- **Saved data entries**

-------

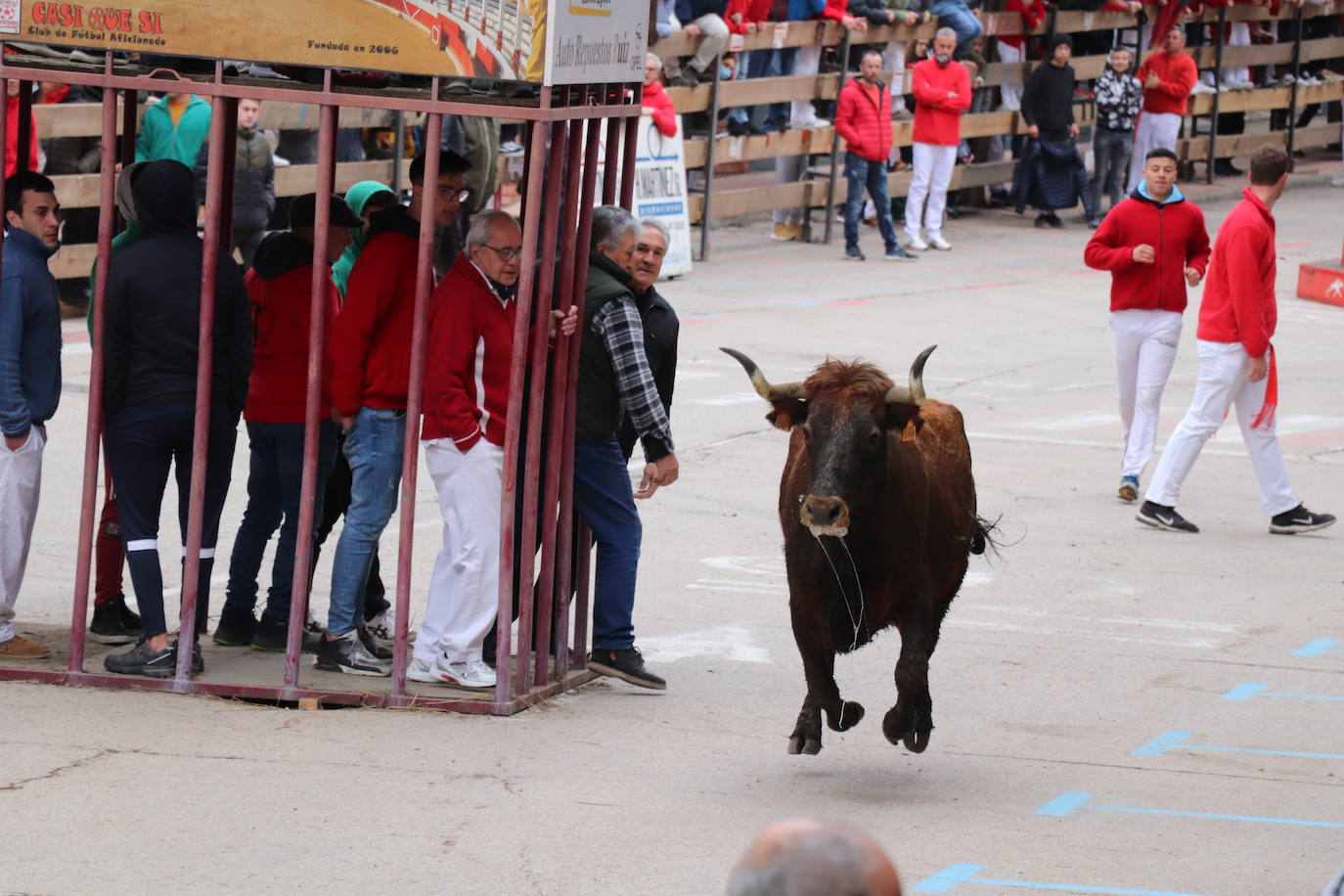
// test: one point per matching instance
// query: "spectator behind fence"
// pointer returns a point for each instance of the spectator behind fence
(467, 388)
(654, 98)
(700, 19)
(1118, 98)
(113, 621)
(280, 287)
(863, 118)
(1168, 78)
(661, 327)
(254, 182)
(29, 381)
(370, 377)
(811, 857)
(1236, 363)
(173, 128)
(1153, 245)
(151, 347)
(942, 93)
(614, 381)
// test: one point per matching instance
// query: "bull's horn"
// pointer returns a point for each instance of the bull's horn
(915, 392)
(762, 385)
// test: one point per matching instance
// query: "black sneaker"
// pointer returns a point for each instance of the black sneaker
(626, 665)
(236, 628)
(143, 659)
(273, 634)
(348, 655)
(1300, 520)
(1164, 517)
(107, 626)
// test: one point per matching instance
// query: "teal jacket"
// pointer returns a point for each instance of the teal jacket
(160, 139)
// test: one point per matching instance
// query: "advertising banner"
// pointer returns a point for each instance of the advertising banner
(538, 40)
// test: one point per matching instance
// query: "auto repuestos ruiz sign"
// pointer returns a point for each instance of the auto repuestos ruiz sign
(541, 40)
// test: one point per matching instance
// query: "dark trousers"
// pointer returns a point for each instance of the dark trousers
(274, 486)
(143, 443)
(335, 503)
(603, 496)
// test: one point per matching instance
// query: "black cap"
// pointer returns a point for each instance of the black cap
(302, 212)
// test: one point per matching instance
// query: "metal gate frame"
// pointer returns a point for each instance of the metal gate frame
(560, 162)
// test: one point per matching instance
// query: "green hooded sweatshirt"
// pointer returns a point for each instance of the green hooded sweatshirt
(356, 198)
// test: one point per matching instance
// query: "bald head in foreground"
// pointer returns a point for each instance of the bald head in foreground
(812, 857)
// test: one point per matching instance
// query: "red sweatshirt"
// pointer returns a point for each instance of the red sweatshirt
(470, 338)
(1178, 75)
(371, 337)
(1176, 233)
(1239, 294)
(863, 118)
(280, 287)
(658, 104)
(938, 113)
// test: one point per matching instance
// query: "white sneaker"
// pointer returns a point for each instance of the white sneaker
(473, 673)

-------

- **EXERCISE OBJECTIVE**
Your task is an exact transcription of all the data, minus the pictures.

- **OUTPUT OF THE EXERCISE**
// test: one point per matching instance
// query: "spectator behind fence"
// pointer returns a point for each instance of the spectator behind fence
(467, 388)
(654, 98)
(700, 19)
(1118, 98)
(113, 621)
(280, 287)
(863, 118)
(1168, 78)
(661, 327)
(254, 182)
(29, 381)
(370, 377)
(811, 857)
(1236, 363)
(173, 128)
(1153, 245)
(151, 347)
(942, 93)
(614, 381)
// test: one point per matching instance
// query: "bull's horn"
// pointer returns a point for each instance of the bull's horn
(915, 392)
(762, 385)
// test: one point per matching instance
// query: "black sneaker"
// pointer returns a point for each instance of the black sneaker
(626, 665)
(236, 628)
(143, 659)
(273, 634)
(348, 655)
(1300, 520)
(1164, 517)
(107, 626)
// test: one point per matching instance
// query: "teal jacket"
// pointer returns a point for each instance of the teal jacket
(160, 139)
// test: one point per matching instance
// query: "advertising banner"
// pointer returns a point for each instance of the advertising banner
(538, 40)
// test: one point per matching instance
// query: "auto repuestos ruiz sign"
// pointer returns a point for each instance of the auto repuestos ruiz sign
(541, 40)
// test: one point per matching instance
// query: "dark trousers"
// pointer returns a point for each instance of the dark trousers
(274, 486)
(143, 443)
(335, 503)
(603, 496)
// test: one point per matching instance
// query: "black cap"
// pointer returns a point for each instance of the black cap
(302, 212)
// test: one point per matching instance
// query: "metal gate frame"
// pointer returns a point for each instance of the metal gate frame
(560, 162)
// test: one point per matching instance
// query: "green hooded sweatshirt"
// pointer returns a point for each instance of the green hooded sweatshirt
(356, 198)
// test: one point per matching instance
// query: "bald head in foreground"
// pointer returns a point for each instance of the bald head in foreground
(812, 857)
// test: one point per matching instance
// query: "red sweatshirt"
// pointer returns a point for each instance of the red sweatshirt
(470, 338)
(1178, 75)
(371, 337)
(1176, 233)
(1239, 294)
(863, 118)
(280, 287)
(658, 104)
(938, 113)
// test: one point per matching instance
// query: "white sneaker"
// pointer returns a point for each instance of the white sneaker
(473, 673)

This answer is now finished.